• [Stated goal]: Please select and copy every line of the data below that contains the word "pole", treating uppercase and lowercase as different.

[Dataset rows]
◆ ◆ ◆ ◆ ◆ ◆ ◆

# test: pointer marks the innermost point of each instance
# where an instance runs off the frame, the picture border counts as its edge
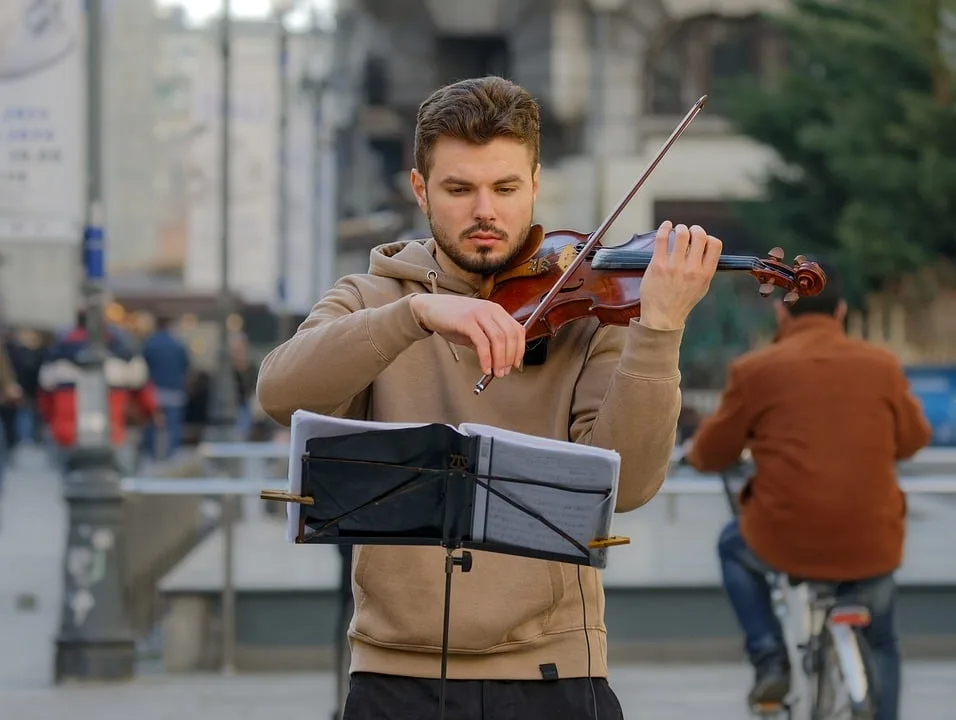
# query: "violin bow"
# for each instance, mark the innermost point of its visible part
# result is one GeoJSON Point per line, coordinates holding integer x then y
{"type": "Point", "coordinates": [598, 234]}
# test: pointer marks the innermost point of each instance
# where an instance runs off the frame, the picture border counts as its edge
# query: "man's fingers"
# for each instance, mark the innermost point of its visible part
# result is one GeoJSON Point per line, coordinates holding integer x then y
{"type": "Point", "coordinates": [499, 342]}
{"type": "Point", "coordinates": [712, 253]}
{"type": "Point", "coordinates": [681, 241]}
{"type": "Point", "coordinates": [662, 241]}
{"type": "Point", "coordinates": [698, 243]}
{"type": "Point", "coordinates": [482, 345]}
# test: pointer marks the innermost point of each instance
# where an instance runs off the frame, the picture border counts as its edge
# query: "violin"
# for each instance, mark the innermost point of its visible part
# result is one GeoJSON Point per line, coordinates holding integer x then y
{"type": "Point", "coordinates": [563, 275]}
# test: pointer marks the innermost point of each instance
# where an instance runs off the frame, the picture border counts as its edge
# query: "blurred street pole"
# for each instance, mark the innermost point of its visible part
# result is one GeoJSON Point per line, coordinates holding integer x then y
{"type": "Point", "coordinates": [223, 400]}
{"type": "Point", "coordinates": [283, 330]}
{"type": "Point", "coordinates": [95, 640]}
{"type": "Point", "coordinates": [603, 11]}
{"type": "Point", "coordinates": [319, 80]}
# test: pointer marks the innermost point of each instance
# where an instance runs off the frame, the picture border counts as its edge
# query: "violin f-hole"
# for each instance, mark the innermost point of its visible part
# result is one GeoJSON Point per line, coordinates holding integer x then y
{"type": "Point", "coordinates": [571, 288]}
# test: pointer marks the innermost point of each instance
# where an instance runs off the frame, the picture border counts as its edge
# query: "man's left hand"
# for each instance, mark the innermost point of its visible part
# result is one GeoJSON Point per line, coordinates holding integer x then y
{"type": "Point", "coordinates": [677, 277]}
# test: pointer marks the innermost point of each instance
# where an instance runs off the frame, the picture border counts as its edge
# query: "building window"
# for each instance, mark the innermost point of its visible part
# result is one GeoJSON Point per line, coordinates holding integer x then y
{"type": "Point", "coordinates": [703, 52]}
{"type": "Point", "coordinates": [469, 57]}
{"type": "Point", "coordinates": [376, 82]}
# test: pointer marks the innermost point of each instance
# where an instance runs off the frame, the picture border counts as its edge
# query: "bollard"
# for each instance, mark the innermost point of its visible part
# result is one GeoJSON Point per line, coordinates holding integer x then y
{"type": "Point", "coordinates": [95, 641]}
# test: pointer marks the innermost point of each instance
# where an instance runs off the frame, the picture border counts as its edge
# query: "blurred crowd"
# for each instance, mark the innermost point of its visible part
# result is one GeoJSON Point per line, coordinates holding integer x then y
{"type": "Point", "coordinates": [159, 394]}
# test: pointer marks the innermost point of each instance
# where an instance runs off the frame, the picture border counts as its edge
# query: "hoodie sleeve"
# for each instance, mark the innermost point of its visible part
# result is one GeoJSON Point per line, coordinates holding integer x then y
{"type": "Point", "coordinates": [335, 354]}
{"type": "Point", "coordinates": [628, 399]}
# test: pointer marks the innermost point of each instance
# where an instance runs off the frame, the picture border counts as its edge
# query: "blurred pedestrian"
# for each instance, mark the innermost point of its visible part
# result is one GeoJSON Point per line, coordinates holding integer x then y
{"type": "Point", "coordinates": [826, 419]}
{"type": "Point", "coordinates": [168, 360]}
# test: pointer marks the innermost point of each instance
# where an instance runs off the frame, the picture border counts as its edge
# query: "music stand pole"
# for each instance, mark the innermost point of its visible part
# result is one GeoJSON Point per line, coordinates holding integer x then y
{"type": "Point", "coordinates": [451, 560]}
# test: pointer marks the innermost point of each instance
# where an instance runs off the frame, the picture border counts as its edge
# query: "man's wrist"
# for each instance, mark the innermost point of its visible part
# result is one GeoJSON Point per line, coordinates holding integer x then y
{"type": "Point", "coordinates": [659, 322]}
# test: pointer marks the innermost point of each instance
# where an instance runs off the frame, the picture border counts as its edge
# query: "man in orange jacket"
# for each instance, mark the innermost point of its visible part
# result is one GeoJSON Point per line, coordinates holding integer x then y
{"type": "Point", "coordinates": [826, 418]}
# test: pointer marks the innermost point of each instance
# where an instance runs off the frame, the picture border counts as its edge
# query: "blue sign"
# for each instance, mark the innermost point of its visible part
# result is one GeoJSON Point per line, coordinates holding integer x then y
{"type": "Point", "coordinates": [935, 387]}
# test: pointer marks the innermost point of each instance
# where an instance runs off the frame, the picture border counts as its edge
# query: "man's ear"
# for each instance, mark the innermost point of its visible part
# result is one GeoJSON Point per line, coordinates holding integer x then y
{"type": "Point", "coordinates": [417, 181]}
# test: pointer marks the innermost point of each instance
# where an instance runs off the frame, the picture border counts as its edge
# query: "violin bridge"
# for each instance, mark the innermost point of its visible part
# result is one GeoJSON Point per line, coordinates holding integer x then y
{"type": "Point", "coordinates": [566, 257]}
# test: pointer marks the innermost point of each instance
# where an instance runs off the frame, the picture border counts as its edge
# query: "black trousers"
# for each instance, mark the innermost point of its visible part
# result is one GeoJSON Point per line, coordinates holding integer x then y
{"type": "Point", "coordinates": [390, 697]}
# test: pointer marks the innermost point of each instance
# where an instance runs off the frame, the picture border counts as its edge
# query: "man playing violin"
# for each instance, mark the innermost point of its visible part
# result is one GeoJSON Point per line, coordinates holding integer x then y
{"type": "Point", "coordinates": [826, 418]}
{"type": "Point", "coordinates": [405, 342]}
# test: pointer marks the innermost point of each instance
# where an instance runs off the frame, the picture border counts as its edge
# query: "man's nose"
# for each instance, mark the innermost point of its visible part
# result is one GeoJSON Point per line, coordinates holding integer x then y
{"type": "Point", "coordinates": [484, 205]}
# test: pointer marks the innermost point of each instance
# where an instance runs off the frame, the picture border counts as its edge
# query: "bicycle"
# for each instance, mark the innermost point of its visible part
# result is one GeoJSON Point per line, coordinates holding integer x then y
{"type": "Point", "coordinates": [829, 657]}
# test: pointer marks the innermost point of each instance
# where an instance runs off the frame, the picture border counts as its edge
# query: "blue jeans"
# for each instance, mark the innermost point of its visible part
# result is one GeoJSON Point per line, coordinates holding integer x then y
{"type": "Point", "coordinates": [747, 589]}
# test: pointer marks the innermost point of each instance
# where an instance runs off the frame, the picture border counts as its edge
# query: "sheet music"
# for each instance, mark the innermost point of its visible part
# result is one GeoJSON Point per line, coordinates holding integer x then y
{"type": "Point", "coordinates": [583, 516]}
{"type": "Point", "coordinates": [307, 425]}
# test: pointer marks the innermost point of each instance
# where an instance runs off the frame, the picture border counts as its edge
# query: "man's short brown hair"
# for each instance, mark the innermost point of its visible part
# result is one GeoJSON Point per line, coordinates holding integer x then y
{"type": "Point", "coordinates": [477, 110]}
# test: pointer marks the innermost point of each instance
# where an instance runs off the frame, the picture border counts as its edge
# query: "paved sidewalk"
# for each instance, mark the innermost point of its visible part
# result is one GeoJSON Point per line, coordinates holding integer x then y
{"type": "Point", "coordinates": [33, 524]}
{"type": "Point", "coordinates": [647, 693]}
{"type": "Point", "coordinates": [32, 530]}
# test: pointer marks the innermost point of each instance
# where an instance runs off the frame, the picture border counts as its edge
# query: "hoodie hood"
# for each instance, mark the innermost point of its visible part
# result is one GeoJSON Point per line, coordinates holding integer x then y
{"type": "Point", "coordinates": [415, 260]}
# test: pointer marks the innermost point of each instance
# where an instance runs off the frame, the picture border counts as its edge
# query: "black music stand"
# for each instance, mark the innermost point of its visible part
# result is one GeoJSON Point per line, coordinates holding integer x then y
{"type": "Point", "coordinates": [414, 486]}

◆ ◆ ◆ ◆ ◆ ◆ ◆

• [Written response]:
# query: "blurred street pole"
# query: "music stand pole"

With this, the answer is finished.